===== Given passage =====

Mr Miliband raised the future of the pit in the Commons during energy questions.
It was the first question he’s asked in Parliament since standing down as Labour leader in the wake of the party’s general election defeat.
The one-time energy secretary said Hatfield was under “very serious pressures” due to the doubling of the carbon tax earlier this year.
The government agreed to give the struggling pit a short-term £8 million loan in January in order to organise a “managed closure” by summer 2016.
But further pressure was put on the pit when the carbon tax, designed to compel manufacturers to switch to green energy, was raised £9.54 per ton to £18.08 in April.
Mr Miliband asked Tory Energy Secretary Amber Rudd to “work urgently … to ensure that the mine can at least stay open until the summer of next year as originally planned.”
He added: “Fairness to workers in industries affected is an essential part of a just, low-carbon transition.”
Hatfield colliery, which is in Mr Miliband’s Doncaster North constituency, was bought by its 500 employees in 2013.
Their efforts have been undermined by the 40 million tons of low-cost coal exported to Britain from Russia and the US every year.
National Union of Mineworkers leader-turned-MP Ian Lavery put pressure on the minister to keep the pit open beyond next summer.
He asked: “If it’s right and just to subsidise by billions of pounds French multinational energy companies, is it not just and right to subsidise the British deep-mine coal industry saving British jobs?”
Dennis Skinner shouted: “Yes, 3,000 jobs.”
In answer to Mr Miliband, Ms Rudd confirmed the government would lend the colliery £20m needed to stay open until next year. But told Mr Lavery that “unabated coal cannot continue.
“It is extremely high-carbon using, it’s also very dangerous to human health and there’s a long legacy of coal which is not desirable,” she said.

===== Records for this exercise =====

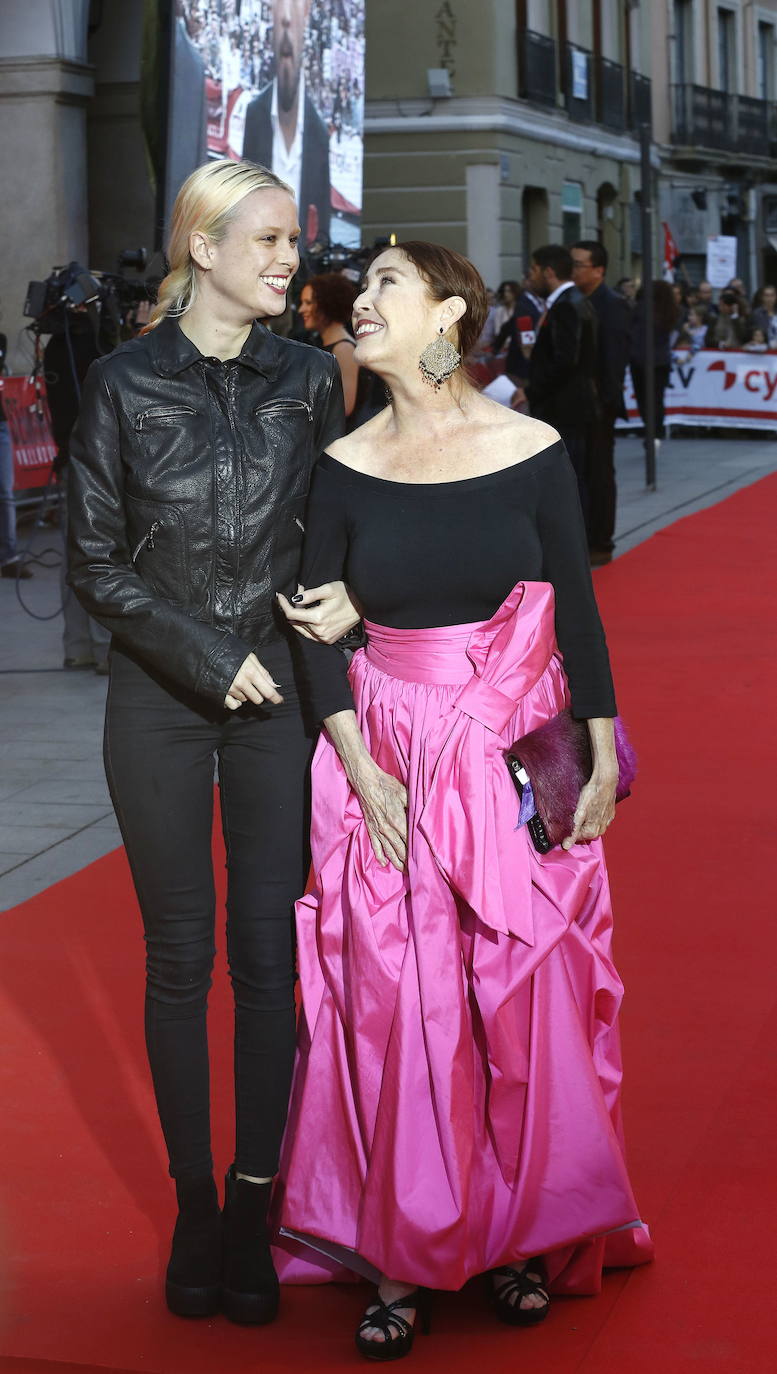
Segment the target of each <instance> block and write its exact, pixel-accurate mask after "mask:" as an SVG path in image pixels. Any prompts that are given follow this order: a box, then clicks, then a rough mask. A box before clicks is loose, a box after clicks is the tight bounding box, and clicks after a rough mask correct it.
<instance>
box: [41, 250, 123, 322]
mask: <svg viewBox="0 0 777 1374" xmlns="http://www.w3.org/2000/svg"><path fill="white" fill-rule="evenodd" d="M146 264H147V254H146V249H125V250H124V251H122V253H119V256H118V271H117V272H99V271H88V269H86V268H85V267H81V264H80V262H76V261H73V262H69V264H67V267H55V268H54V269H52V272H49V275H48V276H47V278H44V280H43V282H30V283H29V286H27V294H26V300H25V308H23V315H25V316H26V317H27V319H29V320H32V322H33V323H32V326H30V328H33V330H34V331H36V333H37V334H62V333H65V331H66V330H67V328H69V327H70V324H71V319H69V316H71V315H74V313H76V312H81V313H82V312H84V311H85V312H86V313H88V315H91V316H92V323H95V322H96V320H97V319H100V320H102V323H103V324H107V323H108V322H110V323H111V324H113V327H114V330H115V334H117V341H118V337H119V335H121V333H122V330H124V328H125V327H126V326H128V324H129V322H130V316H132V312H133V311H135V309H136V308H137V306H139V305H140V304H141V302H143V301H148V300H150V293H148V283H146V282H143V280H140V279H135V280H133V279H132V278H128V276H125V275H124V271H122V269H124V268H129V267H130V268H135V269H136V271H137V272H143V271H144V268H146Z"/></svg>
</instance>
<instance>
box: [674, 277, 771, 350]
mask: <svg viewBox="0 0 777 1374" xmlns="http://www.w3.org/2000/svg"><path fill="white" fill-rule="evenodd" d="M671 290H673V295H674V304H675V316H677V317H675V323H674V328H673V331H671V348H673V350H674V352H678V353H680V352H688V353H696V352H697V350H699V349H701V348H704V349H712V348H714V349H744V350H745V352H748V353H766V352H772V350H774V352H777V287H774V286H770V284H766V286H759V287H758V290H756V291H755V295H752V298H751V297H750V295H748V293H747V290H745V286H744V282H743V280H741V278H737V276H734V278H732V280H730V282H729V283H728V286H725V287H723V289H722V290H721V291H719V293H718V298H717V301H715V293H714V290H712V287H711V286H710V282H700V283H699V286H697V287H689V286H688V284H686V283H684V282H675V283H673V287H671Z"/></svg>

=====

= Job A =
Repeat the part of the passage about the Hatfield pit from "Mr Miliband raised" to "to £18.08 in April.".
= Job B =
Show every line of the records that contains the string "instance", matching case exactly.
The records have no connection to the passage about the Hatfield pit.

= Answer space A =
Mr Miliband raised the future of the pit in the Commons during energy questions.
It was the first question he’s asked in Parliament since standing down as Labour leader in the wake of the party’s general election defeat.
The one-time energy secretary said Hatfield was under “very serious pressures” due to the doubling of the carbon tax earlier this year.
The government agreed to give the struggling pit a short-term £8 million loan in January in order to organise a “managed closure” by summer 2016.
But further pressure was put on the pit when the carbon tax, designed to compel manufacturers to switch to green energy, was raised £9.54 per ton to £18.08 in April.

= Answer space B =
Segment the target of each <instance> block and write its exact, pixel-accurate mask after "mask:" as an SVG path in image pixels. Any prompts that are given follow this order: a box, then clicks, then a rough mask. A box before clicks is loose, a box after clicks is the tight bounding box, and clicks after a rough mask correct it.
<instance>
</instance>
<instance>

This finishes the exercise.